● **YOUR GOAL**:
Rewrite the entries below as a numbered list with blank lines dropped, beginning at the line containing "Practice. Find the woman's forehead" and running through the line containing "pixel 351 105", and include nothing beyond that range.

● **DATA LINES**:

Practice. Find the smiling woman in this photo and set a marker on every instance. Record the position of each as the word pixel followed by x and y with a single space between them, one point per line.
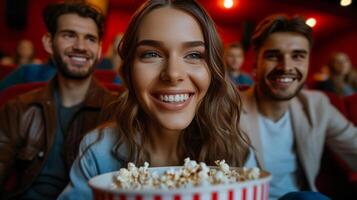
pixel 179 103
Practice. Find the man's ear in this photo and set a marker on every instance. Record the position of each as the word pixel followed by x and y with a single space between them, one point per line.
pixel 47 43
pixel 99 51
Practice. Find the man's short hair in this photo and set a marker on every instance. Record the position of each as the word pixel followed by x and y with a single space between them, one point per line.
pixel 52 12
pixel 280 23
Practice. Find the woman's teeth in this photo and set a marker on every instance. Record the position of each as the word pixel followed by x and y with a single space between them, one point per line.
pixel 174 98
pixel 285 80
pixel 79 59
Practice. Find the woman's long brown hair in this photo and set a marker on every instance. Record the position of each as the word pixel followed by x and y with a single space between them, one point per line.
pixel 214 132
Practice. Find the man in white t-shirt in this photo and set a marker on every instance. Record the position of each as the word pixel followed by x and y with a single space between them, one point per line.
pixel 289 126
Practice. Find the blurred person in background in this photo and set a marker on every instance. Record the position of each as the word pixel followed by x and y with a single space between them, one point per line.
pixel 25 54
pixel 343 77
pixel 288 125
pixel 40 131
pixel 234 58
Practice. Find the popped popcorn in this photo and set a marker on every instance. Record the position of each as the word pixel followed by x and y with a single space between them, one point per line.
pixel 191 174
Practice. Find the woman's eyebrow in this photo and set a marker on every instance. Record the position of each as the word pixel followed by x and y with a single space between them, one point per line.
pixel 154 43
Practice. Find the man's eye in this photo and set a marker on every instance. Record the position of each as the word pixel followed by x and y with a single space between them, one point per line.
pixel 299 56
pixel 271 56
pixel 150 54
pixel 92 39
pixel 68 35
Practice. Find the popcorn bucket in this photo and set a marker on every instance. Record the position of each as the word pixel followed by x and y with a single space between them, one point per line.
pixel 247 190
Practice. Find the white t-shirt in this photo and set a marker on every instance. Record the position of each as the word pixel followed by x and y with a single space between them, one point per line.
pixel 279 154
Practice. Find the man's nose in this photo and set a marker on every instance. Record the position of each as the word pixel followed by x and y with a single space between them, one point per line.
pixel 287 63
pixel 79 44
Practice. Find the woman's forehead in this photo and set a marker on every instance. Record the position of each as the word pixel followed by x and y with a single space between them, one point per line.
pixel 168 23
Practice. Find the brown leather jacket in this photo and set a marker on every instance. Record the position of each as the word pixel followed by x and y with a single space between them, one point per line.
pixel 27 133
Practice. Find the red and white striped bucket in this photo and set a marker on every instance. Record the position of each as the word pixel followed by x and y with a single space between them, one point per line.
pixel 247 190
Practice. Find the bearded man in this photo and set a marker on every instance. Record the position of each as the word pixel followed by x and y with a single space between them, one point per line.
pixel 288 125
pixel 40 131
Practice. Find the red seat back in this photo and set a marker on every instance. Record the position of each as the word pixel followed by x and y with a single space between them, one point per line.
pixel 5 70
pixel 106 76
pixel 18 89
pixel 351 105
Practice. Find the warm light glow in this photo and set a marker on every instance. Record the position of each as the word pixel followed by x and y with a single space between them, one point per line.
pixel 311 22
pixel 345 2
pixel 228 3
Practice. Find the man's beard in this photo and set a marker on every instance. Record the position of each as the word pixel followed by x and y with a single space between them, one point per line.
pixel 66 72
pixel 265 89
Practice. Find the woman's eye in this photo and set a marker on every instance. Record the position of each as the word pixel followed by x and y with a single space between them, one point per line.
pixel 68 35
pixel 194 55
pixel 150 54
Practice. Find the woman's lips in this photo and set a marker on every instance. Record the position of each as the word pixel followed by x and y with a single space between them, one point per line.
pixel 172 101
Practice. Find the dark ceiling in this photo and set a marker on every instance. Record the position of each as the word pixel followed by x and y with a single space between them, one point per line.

● **EXERCISE RESPONSE**:
1. Practice. Find the woman's forehead in this photo and set a marker on every instance. Record the position of each as the word pixel followed by x and y with a single space between them, one point per line.
2. pixel 168 23
3. Practice. Find the brown leather jacket in this photo and set a marker on every instance. Record the position of each as the word pixel followed by x and y with a single space between them, one point per line.
4. pixel 27 133
5. Practice. Find the red and white striped bucket in this photo and set a marker on every instance. Record the position of each as the word pixel followed by x and y with a single space between them, one point per line.
6. pixel 247 190
7. Practice. Find the bearded man in this photo and set a marker on every instance. Record the position of each as the word pixel followed by x and y with a single space between them, one point per line.
8. pixel 288 125
9. pixel 40 131
10. Practice. Find the red seat back in this photo and set a marker on every instance. Record the position of each as the word pixel followed by x and y with a single space between them, one point per line.
11. pixel 5 70
12. pixel 106 76
13. pixel 18 89
14. pixel 351 105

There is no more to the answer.